Last night we had dinner with an older couple (yes, older than I am), people of very limited means, who somehow own a piece of land way up in a canyon with a long pond and a roaring stream. There were FROGS croaking as the sun went down, muskrats swimming to and fro, and a pair of wild ducks, I kid you not, all this in a freaking desert with snow-capped mountains in the distance. I haven’t heard frogs — pond frogs, not tree frogs — for years, maybe decades. It stirred something very deep inside me that I was meant to feel. By that I mean that the experience was so strong, I took it as a message.

This very morning outside the back door

Afterwards I thought about the place. The house is terrible by normal standards: all owner-constructed and nothing built to code, outlaw plumbing and electricity, a drafty, dusty, limited, hipster hovel of a home, though filled with beautiful, special things and blessed with lots of windows. Tended with more love than technical competence, to be sure, but serviceable. Now, it’s more than possible to live that way, and I have. There can be great satisfaction in taking care of yourself outside the rules, but money can be a problem. The conditions sometimes encountered raise deep ancestral fears of deprivation in my wife, who would rather stroll on sidewalks instead of mud, but she’s an elemental nature goddess in her heart. I know she feels the pull of living in a beautiful, spiritual, natural setting. That can transmute pain that comes from living on the edge, as I know it does with our hosts. When I stand outside in a place like that, it’s like stepping out of a dream.

With me, it’s always been the land. I care about a house, but the land it sits on is far more relevant. When I picked up the paper today to look at the classifieds, I realized I would never pay hundreds of thousands of dollars for a featureless rectangle of dirt just because it has a house on it. N-E-V-E-R! I wouldn’t rent that kind of home, either. Where I differ from our friends is that I don’t see anything wrong with having pros put in the plumbing, so to speak, and we all deserve a break. Considering my wife’s piano studio needs, our next place is likely to be pretty modern.

I got the message yesterday, however. And now, back to contemplation of what this means…

[hiss...]

By John H. Farr, April 23, 2008, 10:22 am

I do like to eat a fine, juicy hamburger — why do we call them that, anyway? — preferably with cheese, while sitting at the Taos Diner eying the waitresses, north county hippies, Indians, and crazy people. Such a comforting milieu.

But what about the cows?

Eerie in the afternoon

It’s something in the eyes, especially the black one on the right. Sometimes I think about them, standing there or lying in the crap at night when it gets down to 20 degrees. They just do whatever we tell them (so to speak), and then we eat them. I’m sure if I figured this all out, I’d have to be a vegetarian.

Next lifetime, perhaps.

By John H. Farr, April 4, 2008, 9:21 am

The area where we live was once made up entirely of family compounds — you wouldn’t exactly call them farms — and to some extent still is. Livestock would be corraled here and but herded elsewhere in the neighborhood, like up on the mesa or down in pastures in the valley. It looks sort of like a little Vermont over that way. Well, a dry Vermont, but there is a river, trees, and green pastures with grazing horses and cows. You could come to Taos as a tourist for years without ever knowing such scenes existed, but there they be.

========================

Task details: Carry on writing the Taos blog passage, starting after its final sentence. The rows that come next are drawn from a separate source.

========================

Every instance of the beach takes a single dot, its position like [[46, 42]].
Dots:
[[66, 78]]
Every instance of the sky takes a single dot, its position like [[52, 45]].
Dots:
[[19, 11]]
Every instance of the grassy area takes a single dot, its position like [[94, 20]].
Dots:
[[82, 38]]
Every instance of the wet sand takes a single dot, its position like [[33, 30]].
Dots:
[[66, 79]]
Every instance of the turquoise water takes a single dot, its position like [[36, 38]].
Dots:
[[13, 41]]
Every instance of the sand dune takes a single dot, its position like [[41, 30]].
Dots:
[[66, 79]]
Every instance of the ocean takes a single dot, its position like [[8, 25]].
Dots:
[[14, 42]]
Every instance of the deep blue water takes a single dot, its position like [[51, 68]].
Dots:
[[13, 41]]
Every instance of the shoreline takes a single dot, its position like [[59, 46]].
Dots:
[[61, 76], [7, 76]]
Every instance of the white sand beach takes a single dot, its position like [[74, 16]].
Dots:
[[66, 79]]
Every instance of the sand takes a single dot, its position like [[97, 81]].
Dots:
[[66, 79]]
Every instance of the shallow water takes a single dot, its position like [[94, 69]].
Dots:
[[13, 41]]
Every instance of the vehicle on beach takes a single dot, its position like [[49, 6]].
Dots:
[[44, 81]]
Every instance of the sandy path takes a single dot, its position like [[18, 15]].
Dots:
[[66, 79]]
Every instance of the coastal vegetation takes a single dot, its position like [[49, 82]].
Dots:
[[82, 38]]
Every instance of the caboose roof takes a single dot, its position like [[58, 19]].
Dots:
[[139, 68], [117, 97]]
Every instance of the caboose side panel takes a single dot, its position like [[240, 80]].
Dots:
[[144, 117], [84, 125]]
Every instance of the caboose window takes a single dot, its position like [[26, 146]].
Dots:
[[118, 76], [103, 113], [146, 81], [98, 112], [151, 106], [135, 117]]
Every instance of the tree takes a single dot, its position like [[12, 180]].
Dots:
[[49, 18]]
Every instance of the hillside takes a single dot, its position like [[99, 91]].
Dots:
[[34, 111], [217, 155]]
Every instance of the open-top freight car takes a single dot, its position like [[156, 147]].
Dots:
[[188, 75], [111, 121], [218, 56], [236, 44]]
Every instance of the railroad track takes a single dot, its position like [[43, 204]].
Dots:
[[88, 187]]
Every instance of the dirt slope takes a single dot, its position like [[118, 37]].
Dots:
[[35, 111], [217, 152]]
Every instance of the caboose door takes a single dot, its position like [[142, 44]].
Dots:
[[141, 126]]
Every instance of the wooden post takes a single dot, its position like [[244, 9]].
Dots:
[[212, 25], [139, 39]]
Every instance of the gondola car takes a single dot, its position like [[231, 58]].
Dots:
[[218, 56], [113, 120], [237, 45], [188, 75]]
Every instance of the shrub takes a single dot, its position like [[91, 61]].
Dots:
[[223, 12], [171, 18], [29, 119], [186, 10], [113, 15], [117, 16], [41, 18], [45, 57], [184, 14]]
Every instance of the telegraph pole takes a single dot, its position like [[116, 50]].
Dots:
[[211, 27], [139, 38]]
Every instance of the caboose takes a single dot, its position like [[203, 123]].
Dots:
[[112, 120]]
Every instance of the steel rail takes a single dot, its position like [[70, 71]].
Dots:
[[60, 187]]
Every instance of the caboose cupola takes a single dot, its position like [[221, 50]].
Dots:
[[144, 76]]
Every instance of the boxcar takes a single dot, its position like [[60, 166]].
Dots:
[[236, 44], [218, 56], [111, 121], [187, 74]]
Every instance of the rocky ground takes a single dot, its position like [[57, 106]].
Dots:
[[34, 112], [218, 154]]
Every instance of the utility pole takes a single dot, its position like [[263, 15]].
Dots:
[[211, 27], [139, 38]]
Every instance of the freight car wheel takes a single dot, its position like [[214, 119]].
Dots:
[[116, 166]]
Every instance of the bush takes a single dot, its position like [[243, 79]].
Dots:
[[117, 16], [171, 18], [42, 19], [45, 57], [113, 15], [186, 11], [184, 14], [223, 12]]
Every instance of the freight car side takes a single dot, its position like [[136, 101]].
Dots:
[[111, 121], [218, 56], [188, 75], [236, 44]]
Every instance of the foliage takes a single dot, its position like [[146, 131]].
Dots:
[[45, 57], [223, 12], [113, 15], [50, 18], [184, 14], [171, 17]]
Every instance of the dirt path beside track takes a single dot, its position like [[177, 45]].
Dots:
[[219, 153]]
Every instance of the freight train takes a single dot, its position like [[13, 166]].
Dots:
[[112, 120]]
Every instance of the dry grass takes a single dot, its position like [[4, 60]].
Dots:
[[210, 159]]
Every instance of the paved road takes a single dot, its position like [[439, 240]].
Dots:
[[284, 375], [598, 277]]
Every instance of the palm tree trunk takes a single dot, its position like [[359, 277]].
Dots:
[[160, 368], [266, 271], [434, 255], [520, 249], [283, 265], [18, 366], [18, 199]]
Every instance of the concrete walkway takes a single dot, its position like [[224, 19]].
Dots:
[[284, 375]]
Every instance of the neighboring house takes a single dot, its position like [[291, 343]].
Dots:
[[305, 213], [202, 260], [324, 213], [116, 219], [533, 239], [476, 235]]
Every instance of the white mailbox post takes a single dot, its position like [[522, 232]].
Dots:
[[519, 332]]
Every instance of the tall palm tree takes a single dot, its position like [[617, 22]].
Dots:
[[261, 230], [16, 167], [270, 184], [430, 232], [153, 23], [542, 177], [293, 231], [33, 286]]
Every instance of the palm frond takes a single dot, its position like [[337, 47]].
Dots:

========================

Result:
There’s just something about a cow

This fine specimen and a couple of dozen others are currently domiciled about 200 yards away in a corral just over the top of the hill from here. Most of the year, that corral is empty, but then on a few occasions and without warning, suddenly it’s full. They must drive the animals in from somewhere close by, which would be a sight to see, but I’ve never been there when it happens. We do see a neighbor on a horse herding a flock of sheep every once in a while, and that’s pretty cool. So far, I’ve never encountered the animals on the road and had my camera at the same time. I do like living in a place where I might have to stop to let sheep and goats go by. And for now, we have the cows.

Boy, do I have a lot of cow stories. We can start with this one, an excerpt from an old column for MacAddict, of all things, called “Spanish Cows.” The setting is San Cristobal, New Mexico, sometime in May, 2000.

“Those are THE cows,” his landlady explained.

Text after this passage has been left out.